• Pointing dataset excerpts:
>> START

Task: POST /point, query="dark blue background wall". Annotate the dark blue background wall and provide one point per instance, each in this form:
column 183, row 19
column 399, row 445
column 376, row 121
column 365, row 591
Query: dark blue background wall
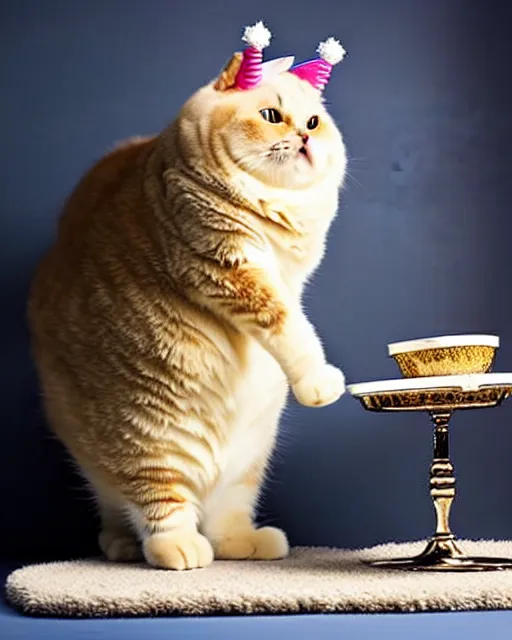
column 421, row 246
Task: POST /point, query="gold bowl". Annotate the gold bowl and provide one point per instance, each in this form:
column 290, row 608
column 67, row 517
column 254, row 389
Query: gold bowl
column 445, row 355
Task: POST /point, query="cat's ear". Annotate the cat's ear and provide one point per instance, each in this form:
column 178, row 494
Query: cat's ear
column 227, row 78
column 272, row 68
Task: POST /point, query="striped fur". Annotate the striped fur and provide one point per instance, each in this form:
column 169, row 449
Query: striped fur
column 167, row 324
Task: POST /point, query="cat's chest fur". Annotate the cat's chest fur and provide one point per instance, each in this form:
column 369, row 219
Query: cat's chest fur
column 260, row 391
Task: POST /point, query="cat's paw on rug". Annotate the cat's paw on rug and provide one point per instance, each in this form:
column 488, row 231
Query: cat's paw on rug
column 178, row 550
column 267, row 543
column 119, row 548
column 320, row 387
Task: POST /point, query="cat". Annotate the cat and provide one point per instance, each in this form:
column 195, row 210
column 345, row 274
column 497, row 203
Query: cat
column 166, row 319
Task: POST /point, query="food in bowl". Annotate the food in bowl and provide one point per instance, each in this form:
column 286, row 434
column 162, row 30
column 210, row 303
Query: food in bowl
column 445, row 355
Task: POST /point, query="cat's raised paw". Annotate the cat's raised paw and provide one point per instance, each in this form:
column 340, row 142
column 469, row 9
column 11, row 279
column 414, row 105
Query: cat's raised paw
column 178, row 550
column 267, row 543
column 320, row 387
column 119, row 548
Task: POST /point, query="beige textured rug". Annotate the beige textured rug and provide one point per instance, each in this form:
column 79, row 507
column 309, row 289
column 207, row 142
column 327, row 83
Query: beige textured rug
column 311, row 580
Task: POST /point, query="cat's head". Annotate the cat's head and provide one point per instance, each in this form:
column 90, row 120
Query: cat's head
column 267, row 120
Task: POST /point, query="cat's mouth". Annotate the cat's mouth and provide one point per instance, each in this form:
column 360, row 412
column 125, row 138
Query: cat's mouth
column 305, row 152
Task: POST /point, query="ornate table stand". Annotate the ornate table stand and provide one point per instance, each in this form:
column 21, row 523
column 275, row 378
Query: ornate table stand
column 442, row 551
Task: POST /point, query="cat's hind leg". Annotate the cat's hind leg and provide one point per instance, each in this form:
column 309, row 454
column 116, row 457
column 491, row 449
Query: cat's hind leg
column 165, row 516
column 230, row 528
column 117, row 540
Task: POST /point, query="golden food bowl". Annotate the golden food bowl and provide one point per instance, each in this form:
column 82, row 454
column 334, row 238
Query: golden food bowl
column 445, row 355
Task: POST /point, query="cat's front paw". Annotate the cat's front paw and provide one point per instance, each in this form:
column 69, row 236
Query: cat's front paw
column 267, row 543
column 320, row 387
column 178, row 550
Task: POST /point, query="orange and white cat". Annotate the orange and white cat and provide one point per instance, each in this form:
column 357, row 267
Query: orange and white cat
column 167, row 323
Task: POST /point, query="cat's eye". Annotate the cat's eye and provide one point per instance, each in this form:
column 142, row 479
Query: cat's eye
column 271, row 115
column 313, row 122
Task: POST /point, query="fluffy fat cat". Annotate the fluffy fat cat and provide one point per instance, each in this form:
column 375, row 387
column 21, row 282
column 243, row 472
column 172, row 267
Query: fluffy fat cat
column 166, row 319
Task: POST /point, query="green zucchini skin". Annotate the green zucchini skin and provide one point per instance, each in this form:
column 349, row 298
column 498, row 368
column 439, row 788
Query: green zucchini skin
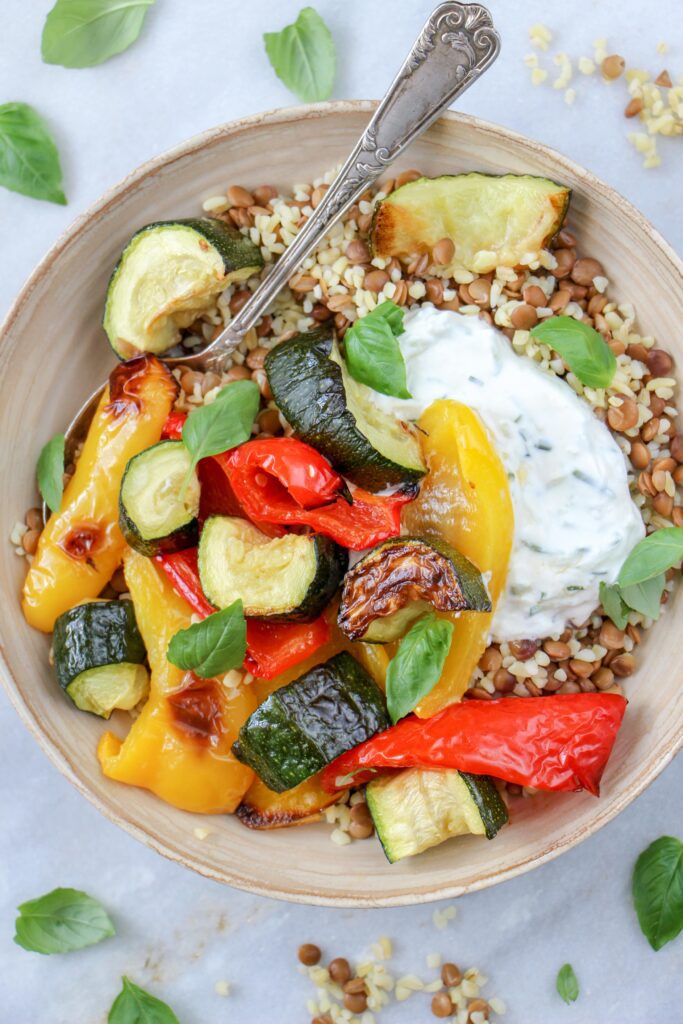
column 185, row 536
column 303, row 726
column 308, row 388
column 287, row 601
column 241, row 258
column 95, row 634
column 416, row 809
column 380, row 594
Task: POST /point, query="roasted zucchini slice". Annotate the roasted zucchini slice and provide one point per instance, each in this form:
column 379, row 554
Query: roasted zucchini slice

>> END

• INSTRUCTION: Reproduce all of the items with "Annotate" swapped for "Mark" everywhere it occurs, leaving everything else unchanged. Omit the pictures from your answer.

• WRITTEN SOLUTION:
Task: POST /point, query="dark blue background wall". Mark the dark blue background wall and provide one point per instance, each in this form:
column 183, row 19
column 399, row 445
column 376, row 121
column 365, row 591
Query: dark blue background wall
column 421, row 246
Task: POST /point, query="gold bowl". Mark the gold bowl and provide one point per instance, each in this form:
column 290, row 608
column 67, row 517
column 254, row 389
Query: gold bowl
column 445, row 355
Task: POST /point, query="cat's ear". Mark the cat's ear and provide one point per instance, each in this form:
column 178, row 494
Query: cat's ear
column 227, row 78
column 272, row 68
Task: POST /point, query="striped fur". Mark the striped fur and provide one point per instance, each in this form:
column 169, row 449
Query: striped fur
column 167, row 324
Task: POST /point, query="cat's chest fur". Mark the cat's chest fur and provide one point per instance, each in this form:
column 369, row 219
Query: cat's chest fur
column 260, row 391
Task: POST /point, query="cat's paw on rug". Mark the cat's paw on rug and provide one point per instance, each in this form:
column 488, row 231
Query: cat's paw on rug
column 178, row 550
column 267, row 543
column 119, row 548
column 320, row 387
Task: POST /point, query="cat". Mark the cat and provide one point per instance, each in this form:
column 195, row 210
column 345, row 274
column 497, row 203
Query: cat
column 166, row 319
Task: POST /point, query="food in bowl". Mark the food in bowl and provide one point per instance, each in this form:
column 286, row 434
column 162, row 30
column 210, row 303
Query: food in bowl
column 445, row 355
Task: POST /point, query="cat's raised paw". Mark the cat's raised paw and provide one point per instance, each in this form:
column 340, row 142
column 469, row 9
column 11, row 279
column 414, row 105
Query: cat's raised paw
column 178, row 550
column 267, row 543
column 320, row 387
column 119, row 548
Task: POST /point, query="beige textured rug". Mark the beige textured rug and provide one point per instance, each in this form:
column 79, row 507
column 309, row 289
column 207, row 142
column 327, row 83
Query: beige textured rug
column 311, row 580
Task: POST /point, query="cat's head". Mark the cat's head and provide one point per instance, each in this form:
column 90, row 120
Query: cat's head
column 267, row 120
Task: POST /point, query="cat's mouth". Mark the cat's mouth and provide one point per instance, each in this form:
column 360, row 412
column 125, row 138
Query: cat's mouth
column 305, row 152
Task: POST /point, query="ornate table stand". Mark the ornate table stand and provide one point per instance, each in this form:
column 21, row 523
column 275, row 378
Query: ornate table stand
column 442, row 551
Task: POST /point, query="cat's hind leg". Mark the cat's hind leg and provide one point per instance, each in this form:
column 309, row 454
column 116, row 457
column 491, row 449
Query: cat's hind leg
column 165, row 516
column 230, row 528
column 117, row 540
Task: POST /point, query="golden food bowl". Mark the golden food bowl and provide one point per instance, each in this form:
column 82, row 454
column 334, row 238
Query: golden food bowl
column 445, row 355
Task: POST /point, query="cat's front paw". Mark the cat's front paw and provide one point per instance, each in this form:
column 69, row 236
Query: cat's front paw
column 267, row 543
column 320, row 387
column 178, row 550
Task: POST /point, query="orange and white cat". Mark the orange and white cat and provide one point per instance, each in this form:
column 357, row 267
Query: orange and white cat
column 167, row 323
Task: POST /point, query="cat's eye". Mark the cat's eye and provide one point per instance, each in this form:
column 142, row 479
Query: cat's eye
column 271, row 115
column 313, row 122
Task: POST /point, query="fluffy fat cat". Mark the fluffy fat cat and provide one point per instance, each in this form:
column 375, row 387
column 21, row 282
column 243, row 472
column 172, row 267
Query: fluffy fat cat
column 166, row 319
Task: POST /point, query="green zucchini skin". Mark the green zucchini skin and provide one point per instance, each in this form:
column 349, row 298
column 498, row 368
column 439, row 788
Query: green zucchini skin
column 185, row 536
column 303, row 726
column 308, row 388
column 287, row 601
column 241, row 258
column 95, row 634
column 416, row 809
column 380, row 594
Task: POST /point, query="roasted zucchini slice". Mark the roasted zucchini slice and provide one point per instance, each in this form:
column 379, row 554
Query: roasted zucchini slice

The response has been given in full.